* Exercise goal *
Write out the lines starting at the one that holds "the window and record integer pixel coordinates." and ending with the final line of the data, exactly and with no others.

* Stored data *
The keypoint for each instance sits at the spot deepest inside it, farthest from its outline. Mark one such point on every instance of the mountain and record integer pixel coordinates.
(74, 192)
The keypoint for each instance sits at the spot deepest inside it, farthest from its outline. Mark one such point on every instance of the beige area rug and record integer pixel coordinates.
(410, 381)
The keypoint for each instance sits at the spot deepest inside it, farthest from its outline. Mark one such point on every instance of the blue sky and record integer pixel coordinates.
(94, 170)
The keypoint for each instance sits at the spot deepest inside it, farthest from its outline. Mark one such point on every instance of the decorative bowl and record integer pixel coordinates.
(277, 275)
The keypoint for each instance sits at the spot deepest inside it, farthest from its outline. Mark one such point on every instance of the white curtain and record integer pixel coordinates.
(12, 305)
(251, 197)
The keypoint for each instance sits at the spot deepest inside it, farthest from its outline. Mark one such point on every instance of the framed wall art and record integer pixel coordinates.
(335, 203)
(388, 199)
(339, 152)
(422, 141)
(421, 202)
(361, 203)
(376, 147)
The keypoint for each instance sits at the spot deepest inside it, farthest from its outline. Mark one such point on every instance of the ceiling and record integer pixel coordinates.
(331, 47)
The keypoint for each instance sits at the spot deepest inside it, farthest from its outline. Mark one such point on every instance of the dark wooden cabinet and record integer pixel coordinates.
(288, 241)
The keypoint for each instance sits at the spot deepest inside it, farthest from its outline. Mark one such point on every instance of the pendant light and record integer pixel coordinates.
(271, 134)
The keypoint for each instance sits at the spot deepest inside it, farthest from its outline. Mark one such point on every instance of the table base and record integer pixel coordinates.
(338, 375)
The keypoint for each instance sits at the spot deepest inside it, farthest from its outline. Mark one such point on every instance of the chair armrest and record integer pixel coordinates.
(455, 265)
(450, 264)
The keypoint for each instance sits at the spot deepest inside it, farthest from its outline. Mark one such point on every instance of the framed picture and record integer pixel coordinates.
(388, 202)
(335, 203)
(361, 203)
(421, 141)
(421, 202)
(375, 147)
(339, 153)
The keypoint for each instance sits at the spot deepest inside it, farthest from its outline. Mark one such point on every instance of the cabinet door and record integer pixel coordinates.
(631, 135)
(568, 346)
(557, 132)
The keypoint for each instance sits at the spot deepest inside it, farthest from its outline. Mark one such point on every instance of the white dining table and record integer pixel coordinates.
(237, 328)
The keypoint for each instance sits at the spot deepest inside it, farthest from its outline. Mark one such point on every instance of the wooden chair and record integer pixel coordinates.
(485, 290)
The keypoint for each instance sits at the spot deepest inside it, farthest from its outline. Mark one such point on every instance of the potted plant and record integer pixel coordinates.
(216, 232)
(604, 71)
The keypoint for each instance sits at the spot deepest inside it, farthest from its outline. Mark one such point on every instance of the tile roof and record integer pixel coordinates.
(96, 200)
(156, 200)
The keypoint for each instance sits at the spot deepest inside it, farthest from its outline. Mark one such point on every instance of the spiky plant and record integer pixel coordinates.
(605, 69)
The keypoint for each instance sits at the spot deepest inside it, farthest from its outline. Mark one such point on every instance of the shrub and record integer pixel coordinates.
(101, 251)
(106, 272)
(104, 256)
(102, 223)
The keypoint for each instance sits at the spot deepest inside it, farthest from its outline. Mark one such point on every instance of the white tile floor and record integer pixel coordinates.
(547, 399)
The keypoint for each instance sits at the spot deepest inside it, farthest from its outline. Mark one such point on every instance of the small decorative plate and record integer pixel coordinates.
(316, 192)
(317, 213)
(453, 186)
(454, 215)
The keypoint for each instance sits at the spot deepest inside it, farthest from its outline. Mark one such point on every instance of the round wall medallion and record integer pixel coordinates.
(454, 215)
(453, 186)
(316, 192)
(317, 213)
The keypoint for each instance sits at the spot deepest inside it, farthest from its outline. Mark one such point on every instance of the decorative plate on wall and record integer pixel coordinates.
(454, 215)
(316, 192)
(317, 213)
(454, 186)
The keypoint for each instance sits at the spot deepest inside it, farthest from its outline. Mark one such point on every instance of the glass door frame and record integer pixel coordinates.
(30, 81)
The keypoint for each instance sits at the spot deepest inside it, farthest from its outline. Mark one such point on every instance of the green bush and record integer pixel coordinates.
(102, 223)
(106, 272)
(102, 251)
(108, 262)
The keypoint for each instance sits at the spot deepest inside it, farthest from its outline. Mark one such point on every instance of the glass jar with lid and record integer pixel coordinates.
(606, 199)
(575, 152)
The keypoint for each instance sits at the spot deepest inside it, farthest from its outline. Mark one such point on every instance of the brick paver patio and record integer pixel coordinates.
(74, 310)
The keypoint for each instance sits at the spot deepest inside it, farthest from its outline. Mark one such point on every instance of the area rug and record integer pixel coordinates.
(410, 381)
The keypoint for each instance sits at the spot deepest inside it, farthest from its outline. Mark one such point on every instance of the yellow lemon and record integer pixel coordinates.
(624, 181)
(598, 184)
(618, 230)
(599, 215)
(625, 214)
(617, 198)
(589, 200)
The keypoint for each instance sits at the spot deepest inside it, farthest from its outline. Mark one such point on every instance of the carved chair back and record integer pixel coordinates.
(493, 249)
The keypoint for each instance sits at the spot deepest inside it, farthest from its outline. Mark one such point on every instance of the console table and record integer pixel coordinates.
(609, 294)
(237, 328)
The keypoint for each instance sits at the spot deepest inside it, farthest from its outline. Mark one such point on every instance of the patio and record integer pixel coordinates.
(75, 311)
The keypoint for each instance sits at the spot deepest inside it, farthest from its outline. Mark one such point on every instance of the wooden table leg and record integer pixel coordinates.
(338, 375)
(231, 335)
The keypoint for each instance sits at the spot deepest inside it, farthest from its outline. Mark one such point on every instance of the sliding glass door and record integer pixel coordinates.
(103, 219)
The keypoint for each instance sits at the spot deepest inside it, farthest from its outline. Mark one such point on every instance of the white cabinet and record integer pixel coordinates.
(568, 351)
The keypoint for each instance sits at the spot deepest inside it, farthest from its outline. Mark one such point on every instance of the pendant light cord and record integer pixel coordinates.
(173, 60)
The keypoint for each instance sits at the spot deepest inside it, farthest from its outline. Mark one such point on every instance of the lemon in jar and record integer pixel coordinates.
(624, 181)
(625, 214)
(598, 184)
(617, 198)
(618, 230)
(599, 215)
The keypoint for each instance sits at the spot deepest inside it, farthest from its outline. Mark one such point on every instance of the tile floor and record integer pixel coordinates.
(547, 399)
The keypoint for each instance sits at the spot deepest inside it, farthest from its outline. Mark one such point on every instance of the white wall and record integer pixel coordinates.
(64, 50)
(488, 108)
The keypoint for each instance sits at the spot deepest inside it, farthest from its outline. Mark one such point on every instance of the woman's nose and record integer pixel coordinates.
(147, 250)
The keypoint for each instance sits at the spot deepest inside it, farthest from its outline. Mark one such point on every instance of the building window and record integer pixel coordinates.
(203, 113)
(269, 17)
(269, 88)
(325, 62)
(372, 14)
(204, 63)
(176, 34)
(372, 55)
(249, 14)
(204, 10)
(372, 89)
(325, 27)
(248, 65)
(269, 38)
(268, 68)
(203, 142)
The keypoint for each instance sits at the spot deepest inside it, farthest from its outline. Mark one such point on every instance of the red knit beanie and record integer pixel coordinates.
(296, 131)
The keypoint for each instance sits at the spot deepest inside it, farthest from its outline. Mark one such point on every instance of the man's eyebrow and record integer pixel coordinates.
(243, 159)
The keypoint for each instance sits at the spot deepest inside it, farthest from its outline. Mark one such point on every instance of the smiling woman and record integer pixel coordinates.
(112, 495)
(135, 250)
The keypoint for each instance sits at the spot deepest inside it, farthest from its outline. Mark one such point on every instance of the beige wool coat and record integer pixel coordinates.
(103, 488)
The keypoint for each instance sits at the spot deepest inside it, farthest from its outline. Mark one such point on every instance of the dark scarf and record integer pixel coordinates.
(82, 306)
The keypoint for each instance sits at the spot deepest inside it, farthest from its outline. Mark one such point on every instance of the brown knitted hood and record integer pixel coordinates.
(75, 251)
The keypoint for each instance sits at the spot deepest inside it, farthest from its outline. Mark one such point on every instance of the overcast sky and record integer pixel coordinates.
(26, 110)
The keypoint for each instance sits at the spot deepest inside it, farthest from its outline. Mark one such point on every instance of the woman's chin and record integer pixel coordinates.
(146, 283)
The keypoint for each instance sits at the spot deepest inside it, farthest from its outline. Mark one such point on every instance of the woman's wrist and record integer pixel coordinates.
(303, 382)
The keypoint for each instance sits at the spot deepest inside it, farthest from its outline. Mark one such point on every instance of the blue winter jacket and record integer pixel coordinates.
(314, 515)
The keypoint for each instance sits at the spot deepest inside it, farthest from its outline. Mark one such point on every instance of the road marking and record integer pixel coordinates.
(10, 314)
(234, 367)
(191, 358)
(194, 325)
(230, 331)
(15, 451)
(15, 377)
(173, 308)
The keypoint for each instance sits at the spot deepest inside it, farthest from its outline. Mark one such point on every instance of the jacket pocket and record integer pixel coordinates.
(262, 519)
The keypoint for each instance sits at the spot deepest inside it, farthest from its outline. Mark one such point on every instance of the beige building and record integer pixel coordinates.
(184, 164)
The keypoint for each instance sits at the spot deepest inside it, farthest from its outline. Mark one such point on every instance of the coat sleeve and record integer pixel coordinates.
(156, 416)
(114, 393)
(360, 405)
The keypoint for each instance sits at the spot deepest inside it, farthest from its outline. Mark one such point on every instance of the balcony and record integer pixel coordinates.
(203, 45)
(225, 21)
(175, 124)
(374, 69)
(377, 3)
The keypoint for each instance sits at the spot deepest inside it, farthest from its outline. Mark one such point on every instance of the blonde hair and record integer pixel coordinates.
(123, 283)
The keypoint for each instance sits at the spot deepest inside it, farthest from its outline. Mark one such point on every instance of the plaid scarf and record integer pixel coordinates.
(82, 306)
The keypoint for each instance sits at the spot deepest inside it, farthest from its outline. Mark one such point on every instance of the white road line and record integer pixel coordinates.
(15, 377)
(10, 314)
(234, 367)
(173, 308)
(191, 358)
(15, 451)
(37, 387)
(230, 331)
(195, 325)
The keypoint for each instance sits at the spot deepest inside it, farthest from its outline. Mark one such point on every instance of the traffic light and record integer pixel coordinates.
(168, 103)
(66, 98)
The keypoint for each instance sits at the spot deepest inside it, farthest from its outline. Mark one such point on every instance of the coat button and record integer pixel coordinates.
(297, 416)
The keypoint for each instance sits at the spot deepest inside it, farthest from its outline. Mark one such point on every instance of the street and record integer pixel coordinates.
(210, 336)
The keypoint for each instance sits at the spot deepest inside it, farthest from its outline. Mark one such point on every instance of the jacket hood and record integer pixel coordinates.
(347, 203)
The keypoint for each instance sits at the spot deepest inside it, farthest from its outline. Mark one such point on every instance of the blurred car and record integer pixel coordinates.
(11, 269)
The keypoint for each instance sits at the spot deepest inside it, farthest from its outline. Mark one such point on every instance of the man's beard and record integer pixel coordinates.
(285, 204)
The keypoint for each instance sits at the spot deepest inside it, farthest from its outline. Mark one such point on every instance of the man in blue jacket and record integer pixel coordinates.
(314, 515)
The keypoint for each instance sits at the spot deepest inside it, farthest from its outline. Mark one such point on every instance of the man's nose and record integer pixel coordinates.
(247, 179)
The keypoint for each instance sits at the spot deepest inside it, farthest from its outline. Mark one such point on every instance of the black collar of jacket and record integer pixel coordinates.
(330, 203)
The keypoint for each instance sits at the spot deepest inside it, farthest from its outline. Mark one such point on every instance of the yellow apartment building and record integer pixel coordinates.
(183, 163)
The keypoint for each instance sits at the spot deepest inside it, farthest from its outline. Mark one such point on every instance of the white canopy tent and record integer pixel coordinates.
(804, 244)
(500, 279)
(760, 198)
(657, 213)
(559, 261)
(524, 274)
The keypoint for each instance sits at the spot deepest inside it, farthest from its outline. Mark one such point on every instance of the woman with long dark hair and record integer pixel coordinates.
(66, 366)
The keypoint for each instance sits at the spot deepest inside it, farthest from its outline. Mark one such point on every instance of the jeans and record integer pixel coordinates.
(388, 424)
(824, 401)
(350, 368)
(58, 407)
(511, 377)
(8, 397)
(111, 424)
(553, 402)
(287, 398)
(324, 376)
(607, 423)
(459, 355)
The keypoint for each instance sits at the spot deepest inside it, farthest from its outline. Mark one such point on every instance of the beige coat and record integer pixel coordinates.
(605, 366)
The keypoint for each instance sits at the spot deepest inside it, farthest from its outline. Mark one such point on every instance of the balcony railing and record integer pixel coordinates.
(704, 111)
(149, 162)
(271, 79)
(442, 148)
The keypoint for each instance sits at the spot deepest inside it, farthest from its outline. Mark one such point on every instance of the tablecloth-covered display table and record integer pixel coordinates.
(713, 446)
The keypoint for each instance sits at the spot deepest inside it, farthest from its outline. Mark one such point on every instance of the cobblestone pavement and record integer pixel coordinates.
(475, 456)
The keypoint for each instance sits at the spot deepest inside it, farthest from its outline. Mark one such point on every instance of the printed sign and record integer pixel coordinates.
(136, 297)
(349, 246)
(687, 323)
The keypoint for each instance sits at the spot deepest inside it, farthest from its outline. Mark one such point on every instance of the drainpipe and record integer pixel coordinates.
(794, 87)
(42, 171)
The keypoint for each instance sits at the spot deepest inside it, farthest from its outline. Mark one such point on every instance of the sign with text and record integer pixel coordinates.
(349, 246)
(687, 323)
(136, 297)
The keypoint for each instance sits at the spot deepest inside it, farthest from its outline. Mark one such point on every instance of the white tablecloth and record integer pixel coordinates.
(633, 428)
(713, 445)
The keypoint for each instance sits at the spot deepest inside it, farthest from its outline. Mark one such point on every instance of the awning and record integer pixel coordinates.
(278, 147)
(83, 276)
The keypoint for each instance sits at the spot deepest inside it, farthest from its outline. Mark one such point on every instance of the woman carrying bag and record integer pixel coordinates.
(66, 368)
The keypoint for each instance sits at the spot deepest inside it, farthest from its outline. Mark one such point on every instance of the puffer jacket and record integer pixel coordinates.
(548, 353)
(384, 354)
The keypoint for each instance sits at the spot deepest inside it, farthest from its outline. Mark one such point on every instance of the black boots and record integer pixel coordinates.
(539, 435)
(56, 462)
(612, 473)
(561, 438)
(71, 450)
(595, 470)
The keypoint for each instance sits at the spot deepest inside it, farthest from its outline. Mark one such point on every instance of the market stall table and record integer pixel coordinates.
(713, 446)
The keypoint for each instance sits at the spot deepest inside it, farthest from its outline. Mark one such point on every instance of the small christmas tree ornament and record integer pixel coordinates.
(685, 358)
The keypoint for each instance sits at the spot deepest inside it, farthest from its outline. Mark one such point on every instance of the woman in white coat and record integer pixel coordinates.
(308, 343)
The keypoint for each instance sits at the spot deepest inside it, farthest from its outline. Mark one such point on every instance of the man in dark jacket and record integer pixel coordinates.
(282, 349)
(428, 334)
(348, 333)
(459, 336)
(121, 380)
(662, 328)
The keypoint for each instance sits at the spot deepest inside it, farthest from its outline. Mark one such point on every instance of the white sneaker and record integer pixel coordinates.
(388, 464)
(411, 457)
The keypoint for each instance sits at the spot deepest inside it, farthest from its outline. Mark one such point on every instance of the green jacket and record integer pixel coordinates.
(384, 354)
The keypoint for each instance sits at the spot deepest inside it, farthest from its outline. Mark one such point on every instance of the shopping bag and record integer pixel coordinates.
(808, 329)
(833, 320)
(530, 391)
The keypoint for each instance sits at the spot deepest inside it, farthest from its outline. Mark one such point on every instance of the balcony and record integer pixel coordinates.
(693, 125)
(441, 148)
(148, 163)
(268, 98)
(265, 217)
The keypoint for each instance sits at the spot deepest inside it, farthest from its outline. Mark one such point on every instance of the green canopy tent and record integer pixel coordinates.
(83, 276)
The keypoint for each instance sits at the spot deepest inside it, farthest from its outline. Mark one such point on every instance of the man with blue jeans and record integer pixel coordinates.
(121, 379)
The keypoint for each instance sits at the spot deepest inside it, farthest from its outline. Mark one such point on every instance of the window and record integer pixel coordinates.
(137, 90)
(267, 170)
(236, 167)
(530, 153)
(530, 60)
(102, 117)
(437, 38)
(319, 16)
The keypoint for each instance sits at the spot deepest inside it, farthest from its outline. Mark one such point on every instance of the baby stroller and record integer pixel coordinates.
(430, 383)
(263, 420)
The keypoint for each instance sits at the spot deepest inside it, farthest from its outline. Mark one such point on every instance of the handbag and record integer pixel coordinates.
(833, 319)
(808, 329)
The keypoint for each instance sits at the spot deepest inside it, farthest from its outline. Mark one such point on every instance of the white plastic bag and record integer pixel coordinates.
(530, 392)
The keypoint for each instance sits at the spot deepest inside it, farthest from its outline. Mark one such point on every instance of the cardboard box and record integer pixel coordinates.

* Answer section *
The keypoint for each instance sits at the spot deepest inside it, farthest from its outline. Mark one such point on every instance of the window and record integer pixel coordinates.
(137, 90)
(267, 170)
(236, 167)
(530, 153)
(530, 60)
(102, 117)
(437, 38)
(319, 16)
The keypoint for each instance sits at the spot deepest inside it, farthest from its outline. Mark one such point on every instance of the baby stroller and record integer pixel coordinates.
(430, 383)
(263, 420)
The keypoint for each instance sits at the spot deepest inside it, farthest from its outline. Mark one such point on every instance of the handbag and record integer pixel coordinates.
(833, 319)
(808, 329)
The keypoint for each instance sits at the spot deepest inside it, farthest from its outline. Mark one such point on every instance of the white plastic bag and record integer pixel coordinates.
(530, 392)
The keypoint for each instance sits at the spot deepest inside it, farthest from its outline. Mark one such point on every instance of the cardboard box and record integer pixel coordinates.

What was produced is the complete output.